**Consignes**
A. Dans l'extrait sur le Système, relevez les verbes dont le Système est le sujet dans la dernière phrase, celle qui parle du Vide.
B. Les affirmations suivantes sont-elles conformes à l'extrait sur le Système ? Répondez par oui ou par non en citant les mots décisifs. (i) Le Système est qualifié de raciste « anti-blanc ». (ii) Les stocks de champagne sont inépuisables. (iii) L'orchestre en est à son dernier rappel.
C. Reprenez l'extrait sur le Système et le Vide à la suite de sa dernière phrase, dans le même ton.

Si quelque chose nous concerne tous, alors « ça » ne concerne jamais que les autres, eux seuls. Ma banquette du Titanic est confortable, l’orchestre n’en est qu’à son premier rappel, la femelle pas farouche est abondante, les stocks de champagne sont inépuisables, et y a même pas besoin de les payer puisque la maison fait crédit. Enjoy, comme disait Coca il y a encore peu. Enjoy jusqu’à plus soif, enjoy jusqu’à la gerbe, enjoy jusqu’à la décomposition.

 

 

Ceci dit, rien n’indique que nous autres Blanchouilles soyons dans une merde plus odorante que nos nouveaux invités surprise. En fait, tant les fafs que les mondialistes de tous poils se plantent à ce niveau : ni les nouveaux colons ni les anciens maîtres n’ont plus de droits que les autres. En clair, le Système n’est pas raciste, que ce soit « anti-blanc » ou anti-portenawak. Il se contente de gérer les marchandises humaines dans l’entrepôt continental, sans états d’âme particuliers. Son idéologie ne va pas contre notre vision du monde, comme on aime tant à se le répéter ; elle ne se colle pas à elle non plus, comme le bavassent les clowns de rue qui animent la périphérie du G8. Elle s'en fout, simplement, elle se fout de tout ce qui ne peut pas être inscrit sur un constat d'infraction ou un bulletin de remboursement. Le Système croit au Vide, il le prône, il le pratique, il l’impose à chaque individu et chaque groupe.

**Données enregistrées**

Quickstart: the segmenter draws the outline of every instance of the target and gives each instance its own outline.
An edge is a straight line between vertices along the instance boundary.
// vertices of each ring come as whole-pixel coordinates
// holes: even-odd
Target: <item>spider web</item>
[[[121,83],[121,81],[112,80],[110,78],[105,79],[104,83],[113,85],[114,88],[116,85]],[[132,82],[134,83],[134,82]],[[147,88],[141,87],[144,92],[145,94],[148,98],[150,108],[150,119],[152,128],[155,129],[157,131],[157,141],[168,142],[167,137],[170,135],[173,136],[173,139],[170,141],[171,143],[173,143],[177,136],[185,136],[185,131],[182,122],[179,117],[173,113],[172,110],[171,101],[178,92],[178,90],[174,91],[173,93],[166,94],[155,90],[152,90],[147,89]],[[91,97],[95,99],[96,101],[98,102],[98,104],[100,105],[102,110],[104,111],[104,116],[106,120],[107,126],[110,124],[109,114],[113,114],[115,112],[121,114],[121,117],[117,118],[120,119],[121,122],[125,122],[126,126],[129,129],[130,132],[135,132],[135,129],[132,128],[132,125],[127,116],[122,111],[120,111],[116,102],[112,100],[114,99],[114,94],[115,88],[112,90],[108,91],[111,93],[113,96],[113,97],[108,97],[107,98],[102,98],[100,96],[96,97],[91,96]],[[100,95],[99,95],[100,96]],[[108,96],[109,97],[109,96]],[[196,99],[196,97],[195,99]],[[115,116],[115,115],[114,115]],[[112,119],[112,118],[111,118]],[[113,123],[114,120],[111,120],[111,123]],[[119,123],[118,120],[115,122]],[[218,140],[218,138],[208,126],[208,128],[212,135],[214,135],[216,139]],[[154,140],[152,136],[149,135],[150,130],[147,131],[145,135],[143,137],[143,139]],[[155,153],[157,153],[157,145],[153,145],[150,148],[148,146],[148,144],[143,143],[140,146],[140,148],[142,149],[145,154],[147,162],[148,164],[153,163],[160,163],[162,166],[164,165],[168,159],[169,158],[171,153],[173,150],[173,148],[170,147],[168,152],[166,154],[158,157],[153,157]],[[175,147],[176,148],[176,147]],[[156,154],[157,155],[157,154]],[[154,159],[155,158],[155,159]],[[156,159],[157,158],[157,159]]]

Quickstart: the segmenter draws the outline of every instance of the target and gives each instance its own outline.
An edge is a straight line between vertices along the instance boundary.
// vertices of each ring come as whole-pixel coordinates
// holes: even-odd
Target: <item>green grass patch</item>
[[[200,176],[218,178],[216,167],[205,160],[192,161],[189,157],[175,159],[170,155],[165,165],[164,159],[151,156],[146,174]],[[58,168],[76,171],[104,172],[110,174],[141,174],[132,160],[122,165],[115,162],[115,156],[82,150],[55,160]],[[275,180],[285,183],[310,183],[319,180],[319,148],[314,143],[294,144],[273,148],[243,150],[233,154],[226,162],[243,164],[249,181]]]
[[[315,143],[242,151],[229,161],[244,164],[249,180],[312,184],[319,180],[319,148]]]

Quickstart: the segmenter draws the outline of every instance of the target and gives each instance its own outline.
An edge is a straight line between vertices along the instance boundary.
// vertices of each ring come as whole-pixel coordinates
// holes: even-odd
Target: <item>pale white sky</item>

**Réponses dans l'ordre**
A. croit, prône, pratique, impose

B.
(i) Non : « le Système n’est pas raciste, que ce soit « anti-blanc » ou anti-portenawak »
(ii) Oui : « les stocks de champagne sont inépuisables »
(iii) Non : « l’orchestre n’en est qu’à son premier rappel »

C.
 

 

Savoir tout cela et se le répéter tous les matins, bien sûr, ça ne change rien à l’histoire. « La douleur est une information », peut-être, mais quand on est « informé » par un kick dans les burnes, on ne prend pas du recul. On se plie en trois et on attend que ça passe. Même la coke n’y change rien.

 

 

Notre coke à nous autres, c’est l’acharnement activiste, le marathon du tract, la litanie furibarde des convictions jetées à la face de notre entourage, les conspirations d’arrière-salle, les petites attaques sordides entre sous-traitants de la dissidence locale, mêmes les calculs candides sur les chances de tel ou tel parti au pouvoir d’inverser la trajectoire de la Grisaille qui nous empoisse tous. Assez de rêves, de poses, de slogans et d’adrénaline pour faire tourner les têtes les mieux accrochées aux épaules – de quoi les faire enfler surtout, au point que beaucoup devraient se tartiner des rillettes sur les tempes pour passer les portes sans écorchures.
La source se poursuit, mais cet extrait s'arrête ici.